> [PROBLEM DESCRIPTION] Write out the listing below without altering any line.

▬▬▬

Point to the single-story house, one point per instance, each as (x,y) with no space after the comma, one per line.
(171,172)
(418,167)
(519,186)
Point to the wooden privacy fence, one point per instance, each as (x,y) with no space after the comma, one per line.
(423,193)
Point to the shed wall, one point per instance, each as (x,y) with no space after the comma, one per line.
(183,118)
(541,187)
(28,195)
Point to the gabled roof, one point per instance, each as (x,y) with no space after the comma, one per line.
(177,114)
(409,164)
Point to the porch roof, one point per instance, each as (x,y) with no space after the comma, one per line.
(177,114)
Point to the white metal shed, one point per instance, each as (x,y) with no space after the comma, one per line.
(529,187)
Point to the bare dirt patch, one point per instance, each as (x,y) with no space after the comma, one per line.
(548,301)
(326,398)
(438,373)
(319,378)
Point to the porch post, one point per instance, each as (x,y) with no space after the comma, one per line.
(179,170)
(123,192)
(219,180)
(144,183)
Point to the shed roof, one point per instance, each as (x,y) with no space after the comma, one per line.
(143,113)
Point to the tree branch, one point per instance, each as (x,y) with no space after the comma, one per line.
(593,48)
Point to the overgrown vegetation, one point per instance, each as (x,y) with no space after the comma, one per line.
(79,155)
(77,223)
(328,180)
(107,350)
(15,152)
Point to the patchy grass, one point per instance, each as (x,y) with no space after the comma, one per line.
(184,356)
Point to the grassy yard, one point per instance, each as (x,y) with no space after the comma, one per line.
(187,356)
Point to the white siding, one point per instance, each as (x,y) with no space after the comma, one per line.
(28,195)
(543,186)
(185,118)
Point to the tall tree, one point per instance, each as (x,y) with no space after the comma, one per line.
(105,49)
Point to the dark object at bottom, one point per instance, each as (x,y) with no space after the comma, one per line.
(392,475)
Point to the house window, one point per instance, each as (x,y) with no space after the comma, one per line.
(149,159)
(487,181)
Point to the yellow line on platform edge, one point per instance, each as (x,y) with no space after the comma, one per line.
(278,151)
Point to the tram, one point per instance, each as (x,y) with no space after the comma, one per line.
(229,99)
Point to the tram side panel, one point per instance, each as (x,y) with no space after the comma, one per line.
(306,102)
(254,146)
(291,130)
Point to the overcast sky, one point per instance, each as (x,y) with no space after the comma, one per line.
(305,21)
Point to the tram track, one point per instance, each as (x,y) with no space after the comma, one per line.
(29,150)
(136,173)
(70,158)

▬▬▬

> [FULL ANSWER]
Point to the single-story house, one point per instance, each as (x,y) with no space after the comma, one per line.
(171,172)
(418,167)
(519,186)
Point to the wooden privacy fence, one point per instance, each as (x,y) with no space after the comma, one per line.
(423,193)
Point to the shed wall, one point per instance, each as (x,y) with no space after the comma, one per line.
(183,118)
(541,187)
(28,195)
Point to the gabled roof, one point per instance, each as (x,y) with no space after the comma, one per line.
(177,114)
(409,164)
Point to the porch roof, one point per instance, each as (x,y) with no space after the comma, one per line.
(177,114)
Point to the white metal shed, one point per instance, each as (x,y) with no space after the comma, one per line.
(529,187)
Point to the bare dirt patch, one point per instance, each as (x,y) with no space after the comma, one per line.
(548,301)
(326,398)
(438,373)
(319,378)
Point to the porch post, one point per instance, each as (x,y) with no space after the comma, one per line.
(179,170)
(123,192)
(219,180)
(144,183)
Point to the shed roof, one point per instance, each as (x,y) with no space after the comma, one per line.
(143,113)
Point to the tree branch, one point per instance, each as (x,y) with no space after the comma, one per line.
(593,48)
Point to the overgrown vegetation, one point per instance, each as (x,y) with no space after the comma, one per line.
(79,155)
(77,223)
(328,180)
(107,350)
(15,152)
Point to the patchy grass, one point per instance, each as (x,y) with no space after the comma, one per line.
(184,356)
Point to the grassy yard, one point per instance, each as (x,y) with no space after the comma, one per line.
(187,356)
Point to the white siding, one point per instance, each as (x,y) with no space after the comma, one per line.
(28,195)
(543,186)
(185,118)
Point to the tall tree, one point per instance, each as (x,y) with no space after the comma, one per line.
(105,49)
Point to the dark object at bottom, one point per instance, each as (x,y) with no space after the comma, one per line.
(392,475)
Point to the house window, one point per instance, each as (x,y) with no space after the comma, one per line.
(149,159)
(487,181)
Point to the yellow line on platform edge, one point per instance, each as (x,y) with no space after the comma, one per line.
(278,151)
Point to the tram, one point per instance, each as (x,y) with no space after the comma, one per line.
(229,99)
Point to the tram side panel, one point per instance, each as (x,y) with no space after the comma, one per line.
(306,102)
(254,146)
(291,130)
Point to the overcast sky, one point per instance, each as (x,y) with no space after the comma, one per line.
(305,21)
Point to the tram track, one point per instance, each as (x,y) with no space after the comma, one per line.
(29,150)
(136,173)
(70,158)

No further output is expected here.